### What this task involves
Please switch "even-odd" to "nonzero" in the lines of the material starting at the line that contains "Target: green foliage" and ending at the last line of the material. Give back only those lines, with everything else unchanged.

### Exercise inputs
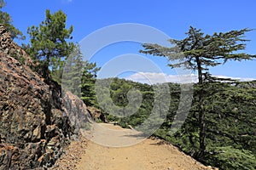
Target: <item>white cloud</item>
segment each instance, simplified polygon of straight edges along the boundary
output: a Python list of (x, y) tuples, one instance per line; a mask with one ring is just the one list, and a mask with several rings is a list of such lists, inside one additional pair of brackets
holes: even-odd
[[(233, 77), (227, 76), (214, 76), (219, 78), (231, 78), (241, 82), (252, 81), (256, 78), (241, 78), (241, 77)], [(197, 75), (167, 75), (166, 73), (157, 73), (157, 72), (137, 72), (129, 76), (125, 77), (127, 80), (131, 80), (134, 82), (138, 82), (142, 83), (155, 84), (162, 82), (176, 82), (176, 83), (195, 83), (197, 82)]]

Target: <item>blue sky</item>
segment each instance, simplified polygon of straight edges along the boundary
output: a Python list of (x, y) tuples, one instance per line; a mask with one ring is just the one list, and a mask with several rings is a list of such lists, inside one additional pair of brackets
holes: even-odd
[[(3, 8), (23, 33), (28, 26), (38, 26), (44, 20), (45, 9), (61, 9), (67, 15), (67, 26), (73, 25), (73, 40), (80, 42), (84, 37), (102, 27), (121, 23), (148, 25), (165, 32), (172, 38), (185, 37), (189, 26), (205, 33), (229, 31), (242, 28), (256, 29), (254, 0), (171, 1), (171, 0), (6, 0)], [(247, 53), (256, 54), (256, 30), (246, 34)], [(29, 37), (26, 35), (27, 42)], [(99, 66), (124, 54), (138, 54), (139, 43), (122, 42), (110, 45), (99, 51), (91, 61)], [(166, 60), (147, 56), (156, 63), (166, 75), (175, 74), (166, 66)], [(256, 61), (229, 62), (211, 68), (212, 75), (241, 78), (255, 78)], [(152, 75), (151, 75), (152, 76)]]

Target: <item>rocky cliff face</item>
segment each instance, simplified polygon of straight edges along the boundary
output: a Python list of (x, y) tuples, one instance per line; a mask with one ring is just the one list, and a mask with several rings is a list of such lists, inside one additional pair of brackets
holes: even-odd
[(90, 121), (79, 99), (61, 99), (61, 87), (44, 83), (32, 65), (0, 25), (0, 169), (51, 167), (75, 128)]

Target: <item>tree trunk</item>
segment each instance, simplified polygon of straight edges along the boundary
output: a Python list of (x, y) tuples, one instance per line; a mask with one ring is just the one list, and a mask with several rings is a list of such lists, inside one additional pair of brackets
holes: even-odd
[(206, 151), (206, 123), (205, 123), (205, 113), (203, 105), (203, 77), (202, 68), (199, 57), (196, 57), (197, 71), (198, 71), (198, 84), (199, 84), (199, 153), (197, 158), (201, 159), (204, 156)]

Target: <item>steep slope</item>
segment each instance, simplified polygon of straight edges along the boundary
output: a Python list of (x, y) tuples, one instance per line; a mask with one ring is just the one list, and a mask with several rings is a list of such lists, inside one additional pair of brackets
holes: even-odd
[(1, 25), (0, 40), (0, 169), (51, 167), (75, 128), (90, 121), (86, 106), (71, 94), (61, 98), (55, 82), (44, 82)]
[[(99, 123), (102, 128), (108, 128), (118, 133), (93, 132), (92, 135), (100, 135), (103, 141), (113, 142), (122, 140), (138, 142), (126, 147), (108, 147), (96, 144), (94, 139), (81, 143), (72, 143), (67, 155), (58, 160), (53, 169), (78, 170), (212, 170), (218, 169), (205, 167), (189, 156), (181, 152), (177, 147), (158, 139), (141, 140), (131, 134), (136, 132), (124, 129), (112, 124)], [(108, 131), (110, 132), (110, 131)], [(121, 134), (120, 133), (123, 133)], [(97, 138), (97, 137), (96, 137)], [(121, 138), (121, 139), (120, 139)], [(131, 138), (131, 139), (128, 139)], [(123, 141), (125, 142), (125, 141)]]

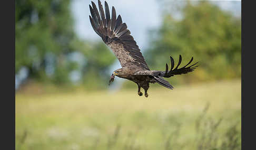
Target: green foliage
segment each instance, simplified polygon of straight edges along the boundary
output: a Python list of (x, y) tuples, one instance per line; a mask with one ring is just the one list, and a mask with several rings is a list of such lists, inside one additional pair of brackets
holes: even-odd
[[(181, 19), (165, 12), (161, 28), (152, 31), (150, 37), (153, 38), (145, 54), (149, 66), (164, 70), (164, 64), (170, 64), (168, 56), (178, 61), (180, 54), (183, 64), (192, 56), (194, 62), (199, 61), (200, 67), (189, 76), (191, 79), (240, 77), (241, 18), (235, 18), (206, 1), (196, 5), (185, 2), (181, 10)], [(179, 78), (184, 80), (188, 77)]]
[[(85, 83), (103, 76), (94, 83), (96, 87), (106, 78), (104, 71), (114, 62), (114, 56), (101, 41), (84, 41), (77, 37), (71, 2), (15, 1), (16, 73), (26, 67), (28, 79), (57, 84), (70, 84), (71, 74), (74, 71), (81, 72), (82, 77), (90, 74), (82, 79)], [(81, 55), (82, 60), (71, 58), (74, 53)], [(51, 67), (52, 72), (48, 73), (47, 70)]]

### Result of the task
Target: green foliage
segment each instance, simplified polygon of straight edges along the boundary
output: a Python list of (x, y) tuples, one instance per line; a mask with one ring is just the one list, and a mask with several rings is a list of such lists, inside one additional pair of brackets
holes: nonzero
[[(181, 19), (165, 12), (161, 28), (152, 31), (150, 37), (153, 38), (145, 54), (149, 66), (164, 70), (164, 64), (170, 64), (168, 56), (178, 61), (180, 54), (183, 64), (192, 56), (194, 62), (199, 61), (200, 67), (189, 76), (191, 79), (240, 77), (241, 18), (235, 18), (206, 1), (196, 5), (185, 2), (181, 10)], [(179, 78), (184, 80), (188, 77)]]
[[(85, 83), (103, 76), (94, 83), (96, 87), (106, 78), (104, 71), (114, 62), (114, 56), (101, 41), (84, 41), (77, 37), (71, 2), (15, 1), (16, 73), (26, 67), (28, 79), (57, 84), (70, 84), (71, 74), (74, 71), (81, 72), (82, 77), (90, 74), (82, 79)], [(81, 55), (82, 60), (71, 58), (74, 53)], [(51, 67), (52, 72), (48, 73), (47, 70)]]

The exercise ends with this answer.